Records from a data collection
--
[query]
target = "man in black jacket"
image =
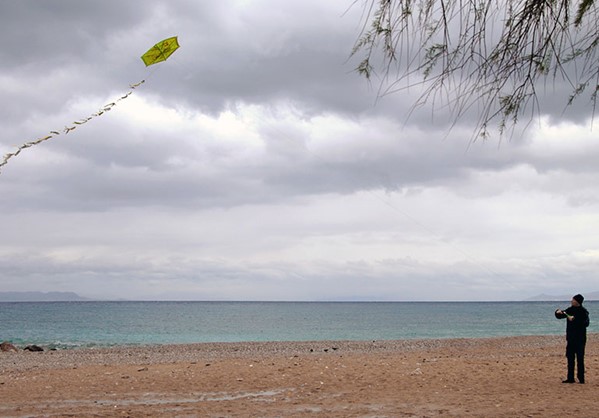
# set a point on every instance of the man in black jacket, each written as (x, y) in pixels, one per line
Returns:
(576, 336)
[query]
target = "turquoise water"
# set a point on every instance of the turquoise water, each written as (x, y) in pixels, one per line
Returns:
(89, 324)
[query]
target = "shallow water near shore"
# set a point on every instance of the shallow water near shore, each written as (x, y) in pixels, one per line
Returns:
(103, 324)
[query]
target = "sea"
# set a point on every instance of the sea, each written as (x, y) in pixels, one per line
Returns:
(73, 325)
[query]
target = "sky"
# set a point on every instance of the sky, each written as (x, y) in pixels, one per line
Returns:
--
▸ **Problem to work on**
Copy every line above that includes the string "jacket".

▸ **Response box**
target = "man in black jacket"
# set a point on every instance of the man in black jacket, each written as (x, y) in pixels, one per line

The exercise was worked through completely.